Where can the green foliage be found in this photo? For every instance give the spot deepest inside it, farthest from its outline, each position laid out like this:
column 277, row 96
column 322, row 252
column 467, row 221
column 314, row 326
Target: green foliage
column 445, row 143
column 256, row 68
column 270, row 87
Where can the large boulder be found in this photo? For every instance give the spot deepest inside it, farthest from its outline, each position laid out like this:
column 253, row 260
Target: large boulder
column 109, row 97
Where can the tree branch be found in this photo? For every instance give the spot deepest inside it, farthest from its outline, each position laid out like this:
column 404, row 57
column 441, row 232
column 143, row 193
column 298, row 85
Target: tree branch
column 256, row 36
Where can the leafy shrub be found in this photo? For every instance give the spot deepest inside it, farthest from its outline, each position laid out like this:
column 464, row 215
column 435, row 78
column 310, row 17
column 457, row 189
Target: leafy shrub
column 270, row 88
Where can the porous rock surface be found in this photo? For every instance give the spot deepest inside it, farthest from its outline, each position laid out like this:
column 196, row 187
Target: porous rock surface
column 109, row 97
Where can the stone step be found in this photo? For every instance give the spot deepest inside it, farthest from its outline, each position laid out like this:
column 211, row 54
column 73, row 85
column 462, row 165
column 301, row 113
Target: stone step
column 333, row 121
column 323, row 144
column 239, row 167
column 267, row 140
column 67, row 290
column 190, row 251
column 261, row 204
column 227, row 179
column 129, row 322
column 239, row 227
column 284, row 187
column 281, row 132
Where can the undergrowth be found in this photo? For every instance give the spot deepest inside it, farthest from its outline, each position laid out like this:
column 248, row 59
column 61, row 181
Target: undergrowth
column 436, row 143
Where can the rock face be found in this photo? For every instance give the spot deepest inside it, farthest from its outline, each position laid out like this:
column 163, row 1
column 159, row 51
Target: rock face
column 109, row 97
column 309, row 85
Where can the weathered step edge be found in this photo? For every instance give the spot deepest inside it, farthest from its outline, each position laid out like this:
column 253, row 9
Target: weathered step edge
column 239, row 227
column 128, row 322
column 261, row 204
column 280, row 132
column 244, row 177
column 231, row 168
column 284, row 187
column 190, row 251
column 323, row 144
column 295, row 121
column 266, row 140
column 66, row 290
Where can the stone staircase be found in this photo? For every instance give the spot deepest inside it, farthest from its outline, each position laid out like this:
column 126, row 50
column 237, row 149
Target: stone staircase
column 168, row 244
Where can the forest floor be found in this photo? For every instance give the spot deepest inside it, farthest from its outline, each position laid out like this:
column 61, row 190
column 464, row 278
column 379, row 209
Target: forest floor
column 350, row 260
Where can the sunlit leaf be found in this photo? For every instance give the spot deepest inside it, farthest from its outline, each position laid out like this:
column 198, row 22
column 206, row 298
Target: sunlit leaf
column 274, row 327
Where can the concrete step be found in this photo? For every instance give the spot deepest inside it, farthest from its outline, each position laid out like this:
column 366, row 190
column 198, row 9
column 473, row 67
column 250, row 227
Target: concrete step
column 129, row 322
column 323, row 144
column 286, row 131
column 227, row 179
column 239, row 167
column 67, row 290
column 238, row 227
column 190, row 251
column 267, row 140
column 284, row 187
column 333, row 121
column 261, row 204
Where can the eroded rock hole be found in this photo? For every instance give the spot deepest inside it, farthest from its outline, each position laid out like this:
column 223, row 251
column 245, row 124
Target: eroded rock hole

_WHAT THIS TASK INVOLVES:_
Convert the records into a Markdown table with the columns "Row" and "Line," one numbered row per line and blank lines omitted.

_TASK ANSWER:_
| Row | Line |
|---|---|
| 1 | Where can the green foliage be found in this photo? For every instance give the spot deepest inside it, farthest from its outline, each position laid out like this: |
| 2 | column 277, row 96 |
| 3 | column 322, row 252 |
| 4 | column 467, row 221 |
| 5 | column 314, row 326 |
| 6 | Target: green foliage |
| 7 | column 445, row 143 |
| 8 | column 256, row 68 |
| 9 | column 270, row 87 |
| 10 | Where can the large boulder be found in this photo? For every instance give the spot deepest inside it, farthest from its outline, each position laid out like this: |
| 11 | column 253, row 260 |
| 12 | Target: large boulder |
| 13 | column 109, row 97 |
| 14 | Where can the tree branch be found in this photo? For every instance give the spot deepest inside it, farthest from its outline, each position laid out like this: |
| 15 | column 404, row 57 |
| 16 | column 441, row 232 |
| 17 | column 143, row 193 |
| 18 | column 298, row 85 |
| 19 | Target: tree branch |
| 20 | column 256, row 36 |
| 21 | Where can the leafy shrub be found in this photo? For every instance give the spot deepest inside it, farthest from its outline, each position laid out like this: |
| 22 | column 464, row 215 |
| 23 | column 435, row 78 |
| 24 | column 310, row 17 |
| 25 | column 457, row 189 |
| 26 | Target: leafy shrub |
| 27 | column 270, row 88 |
| 28 | Where can the porous rock surface be found in this photo? For every instance give the spot deepest inside it, farthest from its outline, each position laid out like this: |
| 29 | column 196, row 187 |
| 30 | Target: porous rock surface |
| 31 | column 109, row 97 |
| 32 | Where can the stone step be found in this photo? For every instance give the spot deepest inside it, farthest from its outline, each position laid out like this: |
| 33 | column 211, row 54 |
| 34 | column 73, row 85 |
| 35 | column 462, row 165 |
| 36 | column 301, row 113 |
| 37 | Target: stone step |
| 38 | column 333, row 121 |
| 39 | column 323, row 144 |
| 40 | column 239, row 167 |
| 41 | column 267, row 140 |
| 42 | column 67, row 290 |
| 43 | column 190, row 251 |
| 44 | column 261, row 204 |
| 45 | column 227, row 179 |
| 46 | column 129, row 322 |
| 47 | column 239, row 227 |
| 48 | column 284, row 187 |
| 49 | column 281, row 132 |
| 50 | Where can the undergrowth be found in this photo? For every instance give the spot deepest inside it, farthest from its outline, each position laid out like this: |
| 51 | column 248, row 59 |
| 52 | column 61, row 181 |
| 53 | Target: undergrowth |
| 54 | column 436, row 143 |
| 55 | Where can the rock face be found in this photo? For every instance give the spot deepest inside it, farthest from its outline, each position laid out like this: |
| 56 | column 163, row 1 |
| 57 | column 159, row 51 |
| 58 | Target: rock face |
| 59 | column 109, row 97 |
| 60 | column 309, row 85 |
| 61 | Where can the weathered step edge be found in this photo? For every instance give the spot deepest inside it, farthest from its outline, each position laid out like this: |
| 62 | column 253, row 9 |
| 63 | Target: weathered step edge |
| 64 | column 239, row 227 |
| 65 | column 128, row 322 |
| 66 | column 261, row 204 |
| 67 | column 280, row 132 |
| 68 | column 244, row 177 |
| 69 | column 231, row 168 |
| 70 | column 284, row 187 |
| 71 | column 190, row 251 |
| 72 | column 323, row 144 |
| 73 | column 295, row 121 |
| 74 | column 266, row 140 |
| 75 | column 66, row 290 |
| 76 | Where can the stone staircase be found in this photo? For every instance give the spot deepest inside it, farthest from its outline, each position laid out like this: |
| 77 | column 126, row 50 |
| 78 | column 237, row 149 |
| 79 | Target: stone staircase |
| 80 | column 168, row 244 |
| 81 | Where can the forest floor be found in this photo? For every instance give the spot deepest inside it, farthest from its outline, each position laid out like this: |
| 82 | column 61, row 190 |
| 83 | column 464, row 278 |
| 84 | column 379, row 209 |
| 85 | Target: forest floor |
| 86 | column 350, row 260 |
| 87 | Where can the sunlit leaf be found in this photo? For every instance give the spot deepest inside it, farthest from its outline, each position laid out like this: |
| 88 | column 198, row 22 |
| 89 | column 206, row 298 |
| 90 | Target: sunlit leaf |
| 91 | column 274, row 327 |
| 92 | Where can the concrete step be found in this photo? For every instance give the spot deepest inside it, farthest from its outline, each position laid out like this: |
| 93 | column 366, row 190 |
| 94 | column 198, row 9 |
| 95 | column 473, row 67 |
| 96 | column 250, row 227 |
| 97 | Target: concrete step |
| 98 | column 129, row 322 |
| 99 | column 323, row 144 |
| 100 | column 286, row 131 |
| 101 | column 227, row 179 |
| 102 | column 239, row 167 |
| 103 | column 67, row 290 |
| 104 | column 238, row 227 |
| 105 | column 190, row 251 |
| 106 | column 267, row 140 |
| 107 | column 284, row 187 |
| 108 | column 333, row 121 |
| 109 | column 261, row 204 |
| 110 | Where can the eroded rock hole be found in this photo? For every instance give the spot deepest inside it, farthest from its outline, each position laid out like this: |
| 111 | column 223, row 251 |
| 112 | column 245, row 124 |
| 113 | Target: eroded rock hole |